MATERIALS AND METHODS

Recombinant SpyCas9 expression and purification

SpyCas9 and all other mutants were cloned into a custom pET-based expression vector encoding an N-terminal GST-tag followed by His6-tag and a thrombin protease cleavage site. Point mutations were introduced into SpyCas9 using site-directed mutagenesis and verified by DNA sequencing. Cas9 was expressed in Escherichia coli Rosetta 2 (DE3) (Novagen) and purified by chromatography on Ni-NTA Superflow (QIAGEN). After removing the tags by thrombin at 4°C overnight, cation exchange (SP sepharose) chromatography was used for further purification steps.

In vitro transcription and purification of RNA

sgRNAs were in vitro transcribed using T7 in vitro transcription kit (MEGAscript T7, Invitrogen) and polymerase chain reaction (PCR) generated DNA templates carrying a T7 promoter sequence. RNA product was gel-purified before use.

Plasmid DNA cleavage assays

pUC19 based protospacer plasmids for in vitro cleavage assays were generated by annealed oligonulceotides between digested EcoR I and Hind III sites in PUC19. Ligated plasmids DNA were transformed into E. coli DH5a cells according to a standard heat shock protocol. Plasmid cleavage assays were carried out by using a custom-designed plasmid containing a 20-bp DNA target sequence and a 5′-TGG-3′ PAM motif. Purified SpyCas9 (final concentration 125 nM) and synthesized sgRNA (final concentration 375 nM) were pre-incubated in the cleavage buffer (20 mM HEPES, 100 mM KCl, 2 mM MgCl2) at room temperature for 15 min, 500 ng supercoiled plasmid were then added to the reaction mixtures and incubated at room temperature for various time points. The reactions were stopped with 6× sodium dodecyl sulphate loading buffer prior to loading on the agarose gel. Cleavage products were run on 1.2% agarose gels (1 × TAE buffer) and Midori Green (NIPPON Genetics Europe) staining. All experiments were replicated at least three times, and presented results are representative replicates. The gel images were further analyzed with ImageJ software. The cleavage rate constants (k) in Figure 5A were obtained from single-exponential fits of the relative amount of cleavage product at different time points. DNA cleavage experiments presented in Figures 3 and 5C were performed at 37°C for 2 h and contained 300 ng DNA and 200 nM Cas9–sgRNA complex.

MATERIAL PROVIDED
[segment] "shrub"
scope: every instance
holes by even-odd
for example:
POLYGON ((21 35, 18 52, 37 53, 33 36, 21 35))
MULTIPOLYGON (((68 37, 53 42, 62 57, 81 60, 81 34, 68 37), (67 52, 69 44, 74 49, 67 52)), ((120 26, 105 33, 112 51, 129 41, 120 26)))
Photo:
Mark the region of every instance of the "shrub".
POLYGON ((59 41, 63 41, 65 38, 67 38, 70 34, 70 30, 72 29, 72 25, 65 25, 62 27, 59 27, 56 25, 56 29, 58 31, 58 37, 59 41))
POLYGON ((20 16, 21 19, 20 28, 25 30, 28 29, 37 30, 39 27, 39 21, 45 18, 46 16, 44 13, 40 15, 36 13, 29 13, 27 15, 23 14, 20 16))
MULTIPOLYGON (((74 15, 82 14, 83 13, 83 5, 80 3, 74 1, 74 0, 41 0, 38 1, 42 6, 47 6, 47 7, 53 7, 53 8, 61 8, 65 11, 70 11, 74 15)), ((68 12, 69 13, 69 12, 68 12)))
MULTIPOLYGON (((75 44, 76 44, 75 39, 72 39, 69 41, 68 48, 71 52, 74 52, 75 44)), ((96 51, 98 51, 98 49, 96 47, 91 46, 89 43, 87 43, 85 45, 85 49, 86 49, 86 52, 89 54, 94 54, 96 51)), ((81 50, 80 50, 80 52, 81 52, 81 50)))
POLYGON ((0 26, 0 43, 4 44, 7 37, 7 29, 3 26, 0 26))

==

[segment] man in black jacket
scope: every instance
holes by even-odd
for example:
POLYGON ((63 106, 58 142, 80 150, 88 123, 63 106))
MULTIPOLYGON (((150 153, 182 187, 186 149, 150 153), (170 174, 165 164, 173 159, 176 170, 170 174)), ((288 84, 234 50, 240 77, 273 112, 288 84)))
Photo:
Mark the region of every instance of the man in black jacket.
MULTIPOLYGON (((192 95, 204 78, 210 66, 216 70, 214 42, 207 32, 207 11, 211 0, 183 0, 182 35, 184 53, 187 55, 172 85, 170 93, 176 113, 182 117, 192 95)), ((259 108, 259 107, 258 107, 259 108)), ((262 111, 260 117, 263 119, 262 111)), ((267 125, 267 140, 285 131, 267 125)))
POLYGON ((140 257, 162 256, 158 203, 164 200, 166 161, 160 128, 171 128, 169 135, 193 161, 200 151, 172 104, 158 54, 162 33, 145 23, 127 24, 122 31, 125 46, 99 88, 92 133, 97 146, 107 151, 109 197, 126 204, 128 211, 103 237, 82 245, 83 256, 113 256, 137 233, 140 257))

YOUR TASKS
[A] From the methods section, copy the passage that opens with the words containing "MATERIALS AND METHODS" and closes with "further purification steps.".
[B] According to the methods section, in which bacterial strain was Cas9 expressed?
[C] Write what comes next in the methods section, starting after its last sentence.

ANSWERS FOR THE EXERCISE
[A]
MATERIALS AND METHODS

Recombinant SpyCas9 expression and purification

SpyCas9 and all other mutants were cloned into a custom pET-based expression vector encoding an N-terminal GST-tag followed by His6-tag and a thrombin protease cleavage site. Point mutations were introduced into SpyCas9 using site-directed mutagenesis and verified by DNA sequencing. Cas9 was expressed in Escherichia coli Rosetta 2 (DE3) (Novagen) and purified by chromatography on Ni-NTA Superflow (QIAGEN). After removing the tags by thrombin at 4°C overnight, cation exchange (SP sepharose) chromatography was used for further purification steps.

[B] Escherichia coli Rosetta 2 (DE3) (Novagen)

[C]
Figure 5.

Figure 5.

(AD) Typical single-molecule fluoresce intensity and FRET time traces with different guide-target base-pairing length. (A) 12 bp, (B) 14 bp, (C) 16 bp, (D) 18 bp. (E) Dwell time analysis of folded and intermediate states of target DNA with 16 bp R-loop length. (F) Comparison of dwell time of folded and intermediate states between different R-loop length.

Figure 3.

Figure 3.

Effect of arginine-rich bridge helix in Cas9 on target digestion. (A) Docking of dsDNA on sgRNA–Cas9 complex (PDB ID: 4UN3); (B) Target digestion of target DNA by Cas9 or its mutants at different concentrations.

Electrophoretic mobility shift assays

Alexa-488 labeled DNA duplexes were prepared by PCR amplification of above plasmid DNA target with 5′-end Alexa-488 labeled primers. Binding assays were performed in buffer containing 20 mM HEPES pH 7.5, 100 mM KCl, 2 mM MgCl2, in a total volume of 20 μl. dCas9 mutant was programmed with equal molar amounts of sgRNA and titrated from 100 pM to 1 μM. Alexa488-labeled DNA was added to a final concentration of 0.1 μM. Samples were incubated for 1 h at 37°C and resolved at 4°C on an 15% native polyacrylamide gel containing 1× TBE and 2 mM MgCl2. DNA was visualized by phosphor imaging, quantified with ImageQuant (GE Healthcare).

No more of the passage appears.